[Begin RECORDS PROVIDED]

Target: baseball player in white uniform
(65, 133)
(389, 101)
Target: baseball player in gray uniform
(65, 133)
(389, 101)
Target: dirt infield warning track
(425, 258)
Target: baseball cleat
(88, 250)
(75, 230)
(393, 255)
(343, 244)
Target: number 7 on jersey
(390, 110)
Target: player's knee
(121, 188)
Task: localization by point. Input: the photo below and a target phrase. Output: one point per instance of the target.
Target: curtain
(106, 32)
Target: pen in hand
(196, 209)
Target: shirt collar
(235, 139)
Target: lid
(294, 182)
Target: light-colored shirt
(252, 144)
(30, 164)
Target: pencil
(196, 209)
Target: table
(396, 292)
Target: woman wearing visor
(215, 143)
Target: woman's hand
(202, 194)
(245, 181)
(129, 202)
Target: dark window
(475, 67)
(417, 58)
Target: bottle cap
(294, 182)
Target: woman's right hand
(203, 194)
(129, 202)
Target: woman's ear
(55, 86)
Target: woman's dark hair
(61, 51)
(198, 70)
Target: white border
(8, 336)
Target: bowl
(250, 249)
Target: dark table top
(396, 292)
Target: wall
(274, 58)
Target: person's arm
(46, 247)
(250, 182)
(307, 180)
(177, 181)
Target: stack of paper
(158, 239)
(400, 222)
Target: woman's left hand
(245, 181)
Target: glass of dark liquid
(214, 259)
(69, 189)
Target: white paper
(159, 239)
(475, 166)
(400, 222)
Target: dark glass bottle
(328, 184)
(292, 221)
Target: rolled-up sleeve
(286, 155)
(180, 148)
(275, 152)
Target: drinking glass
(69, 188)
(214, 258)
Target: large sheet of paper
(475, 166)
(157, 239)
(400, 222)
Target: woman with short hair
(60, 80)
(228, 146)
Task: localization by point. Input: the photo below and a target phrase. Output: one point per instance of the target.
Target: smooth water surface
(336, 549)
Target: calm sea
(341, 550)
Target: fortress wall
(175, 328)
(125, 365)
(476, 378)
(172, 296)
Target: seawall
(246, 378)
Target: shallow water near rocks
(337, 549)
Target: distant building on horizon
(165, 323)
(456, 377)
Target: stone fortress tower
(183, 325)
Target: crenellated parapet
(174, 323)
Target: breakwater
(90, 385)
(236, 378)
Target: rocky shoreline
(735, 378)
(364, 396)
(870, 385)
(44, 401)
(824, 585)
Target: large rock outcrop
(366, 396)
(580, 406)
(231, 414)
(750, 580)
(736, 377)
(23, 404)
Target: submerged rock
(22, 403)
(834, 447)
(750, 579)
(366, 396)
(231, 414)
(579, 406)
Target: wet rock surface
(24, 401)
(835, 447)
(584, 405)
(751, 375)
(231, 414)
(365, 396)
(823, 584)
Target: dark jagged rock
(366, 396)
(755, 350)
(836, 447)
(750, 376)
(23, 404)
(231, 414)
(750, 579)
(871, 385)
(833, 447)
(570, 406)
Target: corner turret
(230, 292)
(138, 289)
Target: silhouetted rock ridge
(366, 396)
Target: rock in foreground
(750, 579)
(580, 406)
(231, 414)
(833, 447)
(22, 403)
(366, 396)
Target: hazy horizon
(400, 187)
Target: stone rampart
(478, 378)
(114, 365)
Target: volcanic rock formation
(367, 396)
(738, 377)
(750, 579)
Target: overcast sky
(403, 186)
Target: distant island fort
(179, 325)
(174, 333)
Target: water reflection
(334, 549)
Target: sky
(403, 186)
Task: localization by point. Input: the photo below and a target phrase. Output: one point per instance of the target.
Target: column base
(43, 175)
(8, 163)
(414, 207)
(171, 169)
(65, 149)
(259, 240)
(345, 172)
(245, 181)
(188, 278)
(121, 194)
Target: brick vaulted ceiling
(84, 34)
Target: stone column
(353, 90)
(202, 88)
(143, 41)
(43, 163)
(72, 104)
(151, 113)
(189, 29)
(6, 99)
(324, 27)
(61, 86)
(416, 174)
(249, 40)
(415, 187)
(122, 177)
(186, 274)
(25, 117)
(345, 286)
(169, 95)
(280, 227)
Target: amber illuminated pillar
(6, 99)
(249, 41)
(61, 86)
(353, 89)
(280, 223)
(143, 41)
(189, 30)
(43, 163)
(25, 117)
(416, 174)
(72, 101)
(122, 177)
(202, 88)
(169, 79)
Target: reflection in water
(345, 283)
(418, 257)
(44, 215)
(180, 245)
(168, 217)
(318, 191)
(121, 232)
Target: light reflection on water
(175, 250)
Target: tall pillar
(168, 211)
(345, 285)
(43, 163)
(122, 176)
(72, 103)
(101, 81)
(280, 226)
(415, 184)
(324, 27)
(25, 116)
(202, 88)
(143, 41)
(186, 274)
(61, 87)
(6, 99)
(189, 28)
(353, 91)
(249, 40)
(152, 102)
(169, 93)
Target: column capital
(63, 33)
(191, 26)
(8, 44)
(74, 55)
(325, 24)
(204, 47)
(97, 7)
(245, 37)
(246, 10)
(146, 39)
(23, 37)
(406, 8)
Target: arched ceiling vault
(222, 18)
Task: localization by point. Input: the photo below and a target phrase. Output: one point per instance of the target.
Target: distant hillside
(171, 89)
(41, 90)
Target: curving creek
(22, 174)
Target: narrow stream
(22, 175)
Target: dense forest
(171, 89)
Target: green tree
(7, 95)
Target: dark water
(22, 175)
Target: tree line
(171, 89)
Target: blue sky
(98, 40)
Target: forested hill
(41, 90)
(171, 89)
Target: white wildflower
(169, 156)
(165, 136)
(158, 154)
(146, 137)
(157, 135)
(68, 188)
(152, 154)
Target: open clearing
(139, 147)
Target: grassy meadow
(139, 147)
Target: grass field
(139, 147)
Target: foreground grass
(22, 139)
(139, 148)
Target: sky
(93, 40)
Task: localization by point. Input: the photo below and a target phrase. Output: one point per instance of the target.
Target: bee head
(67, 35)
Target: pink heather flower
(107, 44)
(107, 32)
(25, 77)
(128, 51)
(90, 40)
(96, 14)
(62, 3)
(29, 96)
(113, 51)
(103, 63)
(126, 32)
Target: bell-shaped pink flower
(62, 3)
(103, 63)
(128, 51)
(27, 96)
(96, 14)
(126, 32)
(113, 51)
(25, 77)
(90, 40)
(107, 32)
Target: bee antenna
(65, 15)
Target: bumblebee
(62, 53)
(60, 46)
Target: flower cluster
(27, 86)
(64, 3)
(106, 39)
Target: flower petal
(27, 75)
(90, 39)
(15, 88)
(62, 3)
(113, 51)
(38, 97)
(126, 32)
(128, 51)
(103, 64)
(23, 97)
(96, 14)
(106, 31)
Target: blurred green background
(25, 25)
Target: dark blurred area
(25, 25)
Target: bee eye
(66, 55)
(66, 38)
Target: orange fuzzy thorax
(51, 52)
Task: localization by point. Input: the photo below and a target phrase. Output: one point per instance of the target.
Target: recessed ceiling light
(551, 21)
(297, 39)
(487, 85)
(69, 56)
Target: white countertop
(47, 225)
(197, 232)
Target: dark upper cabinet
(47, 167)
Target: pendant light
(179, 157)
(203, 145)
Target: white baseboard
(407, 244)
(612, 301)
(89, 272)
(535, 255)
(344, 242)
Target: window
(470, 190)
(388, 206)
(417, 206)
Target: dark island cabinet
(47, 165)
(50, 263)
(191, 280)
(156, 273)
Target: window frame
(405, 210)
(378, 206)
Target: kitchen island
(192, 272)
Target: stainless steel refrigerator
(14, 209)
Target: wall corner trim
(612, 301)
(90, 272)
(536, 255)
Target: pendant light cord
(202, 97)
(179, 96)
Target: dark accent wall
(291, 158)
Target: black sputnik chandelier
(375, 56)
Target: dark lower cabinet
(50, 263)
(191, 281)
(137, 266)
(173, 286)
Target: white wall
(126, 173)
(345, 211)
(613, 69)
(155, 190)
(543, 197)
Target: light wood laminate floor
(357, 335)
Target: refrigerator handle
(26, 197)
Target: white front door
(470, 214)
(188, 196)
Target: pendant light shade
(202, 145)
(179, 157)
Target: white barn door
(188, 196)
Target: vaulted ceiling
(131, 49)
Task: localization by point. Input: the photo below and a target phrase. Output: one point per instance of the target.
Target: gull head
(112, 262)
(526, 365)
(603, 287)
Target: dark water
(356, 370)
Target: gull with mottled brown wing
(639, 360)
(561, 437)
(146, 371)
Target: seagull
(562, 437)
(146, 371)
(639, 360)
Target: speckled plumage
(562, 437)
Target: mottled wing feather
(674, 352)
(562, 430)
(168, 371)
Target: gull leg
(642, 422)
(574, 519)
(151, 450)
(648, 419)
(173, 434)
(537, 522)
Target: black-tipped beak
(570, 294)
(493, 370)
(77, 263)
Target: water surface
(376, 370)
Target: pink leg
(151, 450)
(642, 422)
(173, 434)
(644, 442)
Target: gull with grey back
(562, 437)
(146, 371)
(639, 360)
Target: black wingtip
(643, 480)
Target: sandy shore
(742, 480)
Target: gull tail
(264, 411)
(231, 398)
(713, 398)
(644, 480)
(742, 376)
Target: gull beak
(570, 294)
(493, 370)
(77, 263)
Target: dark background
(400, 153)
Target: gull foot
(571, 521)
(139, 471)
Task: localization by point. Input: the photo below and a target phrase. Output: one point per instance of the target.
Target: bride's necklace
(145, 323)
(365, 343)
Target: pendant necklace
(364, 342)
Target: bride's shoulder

[End RECORDS PROVIDED]

- INSTRUCTION
Output the line containing "Target: black-tipped beak" and all lines after it to the end of the records, exactly as given.

- RESULT OF THE EXERCISE
Target: black-tipped beak
(570, 294)
(493, 370)
(77, 263)
Target: water surface
(376, 370)
Target: pink leg
(151, 450)
(642, 422)
(173, 434)
(644, 442)
Target: gull with grey back
(562, 437)
(146, 371)
(639, 360)
Target: black wingtip
(643, 480)
Target: sandy shore
(742, 480)
Target: gull tail
(264, 411)
(231, 398)
(713, 398)
(644, 480)
(742, 376)
Target: gull beak
(570, 294)
(493, 370)
(77, 263)
Target: dark background
(400, 153)
Target: gull foot
(571, 521)
(139, 471)
Task: localization by point. Input: the photo below and a target phrase. Output: one point per instance of the target.
Target: bride's necklace
(145, 323)
(365, 343)
Target: pendant necklace
(364, 342)
Target: bride's shoulder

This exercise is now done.